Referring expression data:
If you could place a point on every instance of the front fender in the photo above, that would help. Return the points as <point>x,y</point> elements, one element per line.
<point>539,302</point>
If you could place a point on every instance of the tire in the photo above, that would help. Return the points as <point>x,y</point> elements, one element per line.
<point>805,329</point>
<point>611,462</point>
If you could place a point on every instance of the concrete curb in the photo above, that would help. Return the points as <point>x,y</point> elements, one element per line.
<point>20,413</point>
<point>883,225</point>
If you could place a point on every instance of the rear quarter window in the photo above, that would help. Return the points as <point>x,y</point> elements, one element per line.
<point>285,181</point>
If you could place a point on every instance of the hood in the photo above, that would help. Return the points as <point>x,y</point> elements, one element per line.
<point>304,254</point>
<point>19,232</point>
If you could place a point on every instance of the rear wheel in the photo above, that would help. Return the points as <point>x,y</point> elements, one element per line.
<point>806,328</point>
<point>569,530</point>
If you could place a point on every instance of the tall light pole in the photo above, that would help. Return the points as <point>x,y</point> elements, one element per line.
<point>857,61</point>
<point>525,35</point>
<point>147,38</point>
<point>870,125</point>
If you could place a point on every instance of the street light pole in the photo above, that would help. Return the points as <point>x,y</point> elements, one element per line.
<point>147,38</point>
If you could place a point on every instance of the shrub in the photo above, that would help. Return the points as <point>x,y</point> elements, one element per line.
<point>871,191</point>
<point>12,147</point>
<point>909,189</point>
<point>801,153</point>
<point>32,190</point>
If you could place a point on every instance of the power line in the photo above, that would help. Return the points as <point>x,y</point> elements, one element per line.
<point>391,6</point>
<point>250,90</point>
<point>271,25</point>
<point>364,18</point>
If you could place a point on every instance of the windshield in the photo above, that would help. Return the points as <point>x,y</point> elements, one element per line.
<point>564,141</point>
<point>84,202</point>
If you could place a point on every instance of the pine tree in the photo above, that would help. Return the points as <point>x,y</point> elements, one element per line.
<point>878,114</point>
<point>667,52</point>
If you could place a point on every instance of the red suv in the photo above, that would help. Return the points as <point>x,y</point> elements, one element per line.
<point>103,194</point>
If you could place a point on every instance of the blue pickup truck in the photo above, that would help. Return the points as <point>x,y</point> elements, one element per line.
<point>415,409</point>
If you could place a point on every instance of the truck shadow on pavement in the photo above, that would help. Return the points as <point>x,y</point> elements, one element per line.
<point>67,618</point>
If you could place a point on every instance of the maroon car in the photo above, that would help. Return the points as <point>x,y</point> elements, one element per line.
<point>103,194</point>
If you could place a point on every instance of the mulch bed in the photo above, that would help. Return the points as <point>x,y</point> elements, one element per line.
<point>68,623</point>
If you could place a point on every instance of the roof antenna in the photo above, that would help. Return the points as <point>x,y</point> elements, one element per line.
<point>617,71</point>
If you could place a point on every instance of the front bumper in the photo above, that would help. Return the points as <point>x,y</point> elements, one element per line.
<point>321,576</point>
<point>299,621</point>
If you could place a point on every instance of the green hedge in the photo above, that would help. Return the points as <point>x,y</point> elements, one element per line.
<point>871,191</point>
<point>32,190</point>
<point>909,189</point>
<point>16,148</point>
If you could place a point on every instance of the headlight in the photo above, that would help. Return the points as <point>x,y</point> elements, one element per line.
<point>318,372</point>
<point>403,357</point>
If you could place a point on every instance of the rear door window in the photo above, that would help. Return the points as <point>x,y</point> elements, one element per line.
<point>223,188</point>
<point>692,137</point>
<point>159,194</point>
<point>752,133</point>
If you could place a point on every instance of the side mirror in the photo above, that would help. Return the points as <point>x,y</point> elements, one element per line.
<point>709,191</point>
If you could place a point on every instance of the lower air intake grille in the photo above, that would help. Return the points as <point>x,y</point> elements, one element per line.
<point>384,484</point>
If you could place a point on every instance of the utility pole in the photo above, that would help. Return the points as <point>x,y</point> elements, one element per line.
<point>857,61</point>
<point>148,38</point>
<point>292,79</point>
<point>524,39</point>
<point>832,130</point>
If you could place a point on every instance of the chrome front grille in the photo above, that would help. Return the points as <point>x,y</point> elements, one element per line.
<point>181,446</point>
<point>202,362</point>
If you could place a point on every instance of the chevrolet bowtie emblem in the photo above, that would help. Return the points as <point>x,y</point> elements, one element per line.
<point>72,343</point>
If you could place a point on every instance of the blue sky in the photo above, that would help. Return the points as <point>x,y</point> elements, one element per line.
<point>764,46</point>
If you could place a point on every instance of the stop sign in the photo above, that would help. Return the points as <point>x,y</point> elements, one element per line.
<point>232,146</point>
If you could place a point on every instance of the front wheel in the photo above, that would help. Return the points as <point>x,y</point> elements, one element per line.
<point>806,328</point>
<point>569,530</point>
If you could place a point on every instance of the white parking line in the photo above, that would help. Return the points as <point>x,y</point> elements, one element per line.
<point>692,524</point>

**REQUIREMENT**
Write out the data a second time, exactly the same.

**WRITTEN ANSWER**
If you could place a point on every instance of the front fender in the photo above, that would help. Return the points as <point>x,y</point> elements, one element per line.
<point>539,302</point>
If you could place a point on every instance of the tire in the photo above, that would help. Return the points as <point>x,y</point> elements, one element per line.
<point>805,329</point>
<point>611,462</point>
If you could place a point on every instance of the concrete curb in the photo above, that would help. Return the points as <point>x,y</point> elements, one element per line.
<point>20,413</point>
<point>883,225</point>
If you could place a point on every instance of the rear quarter window in the photo above, that would help. Return the points as <point>x,y</point> elements, one element per line.
<point>285,181</point>
If you could place a point on every instance of the hood in the photo above, that would help. Return the points as <point>x,y</point> elements, one element per line.
<point>304,254</point>
<point>19,232</point>
If you could place a point on every instance of the rear wheel in the photo above, that would help. Return the points as <point>x,y</point> elements, one element per line.
<point>806,328</point>
<point>569,530</point>
If you could place a point on every instance of the tall light pole in the photo above, that would help. Return the points as <point>x,y</point> elements, one element per line.
<point>857,61</point>
<point>525,35</point>
<point>147,38</point>
<point>870,125</point>
If you could place a point on every instance of the street light pole in the photo above, that would help. Return the points as <point>x,y</point> elements, one element per line.
<point>147,38</point>
If you could place a point on every instance of the shrub in the photo above, that would help. Return the points as <point>x,y</point> elements, one element per line.
<point>871,191</point>
<point>12,147</point>
<point>909,189</point>
<point>801,153</point>
<point>32,190</point>
If you could place a point on every instance of the power line in the photo above, that would help. Return the points as <point>x,y</point> elements, one element per line.
<point>391,6</point>
<point>250,90</point>
<point>271,25</point>
<point>364,18</point>
If you could place a point on every instance of the windshield in the photo above, that would help. Return the points as <point>x,y</point> elements, one element per line.
<point>564,141</point>
<point>84,202</point>
If you could place a point on every instance of the pine tree in the photo above, that would help. Return the points as <point>x,y</point> elements, one element per line.
<point>878,114</point>
<point>667,52</point>
If you could place a point on every instance of the red suv in the photo above, that would help. Return the points as <point>x,y</point> elements, one element per line.
<point>103,194</point>
If you could place a point on every instance of the blue pickup truck in the photo above, that would help. Return the points as <point>x,y</point> elements, one element per line.
<point>415,409</point>
If you could place a point on every instance of the truck shadow on pavement in the photo above, that would help. Return the points as <point>x,y</point> elements, one element per line.
<point>67,618</point>
If you could place a point on every instance of the maroon car in the photo above, that would help. Return the points as <point>x,y</point> elements, one element per line.
<point>103,194</point>
If you could place a point on every instance of the mulch bed in the photo above, that would help. Return the points as <point>x,y</point> elements, one element per line.
<point>68,623</point>
If you could place a point on every instance of the roof antenna in the photo above, that would help. Return the points as <point>x,y</point> elements, one element per line.
<point>617,71</point>
If you could place a point on every instance of the front bumper in the photo above, that would help. Return the points as <point>x,y</point> elements, one element per line.
<point>321,576</point>
<point>299,621</point>
If you could place a point on every instance of the green hedge in the photo above, that would help. Return the points as <point>x,y</point> elements, one element per line.
<point>871,191</point>
<point>32,190</point>
<point>909,189</point>
<point>16,148</point>
If you could place a point on every instance of the headlight in the photo above, that would help. Return the points as <point>x,y</point> elements, one element per line.
<point>318,372</point>
<point>403,357</point>
If you could place a point on every instance of the rear door window in the photo above, that would help. Return the points as <point>x,y</point> elements, one element per line.
<point>223,188</point>
<point>692,137</point>
<point>159,194</point>
<point>752,133</point>
If you could place a point on every instance of the side mirror in the photo above, that would help. Return the points as <point>x,y</point> elements, one element per line.
<point>709,191</point>
If you could place a point on every instance of the lower air intake grille in the photo above, that would help. Return the points as <point>x,y</point> elements, one element per line.
<point>384,484</point>
If you could place a point on every instance of the utility pole in the photo above, that would help. Return the points as <point>x,y</point> elements, one element per line.
<point>857,61</point>
<point>148,38</point>
<point>292,79</point>
<point>524,39</point>
<point>832,130</point>
If you could place a point on every instance of the chrome front grille in the photo above, that would help. Return the points as <point>x,y</point> elements, one element per line.
<point>181,446</point>
<point>202,362</point>
If you could place a point on every instance of the chevrolet bowtie emblem in the photo above, that would help. Return the points as <point>x,y</point> elements, one element per line.
<point>72,343</point>
If you could place a point on every instance of the blue sky in the photo above, that would help. Return the points as <point>x,y</point> elements, one element per line.
<point>764,46</point>
If you could place a point on every instance of the stop sign in the photo above, that would help. Return the points as <point>x,y</point> elements, one element per line.
<point>232,146</point>
If you could place a point on every instance of the front wheel in the photo above, that would help. Return the points as <point>x,y</point> elements, one element per line.
<point>806,328</point>
<point>569,530</point>
If you could place a point on every instance of the white parking line in the photo above, that would help. Return the points as <point>x,y</point> elements, one element per line.
<point>692,524</point>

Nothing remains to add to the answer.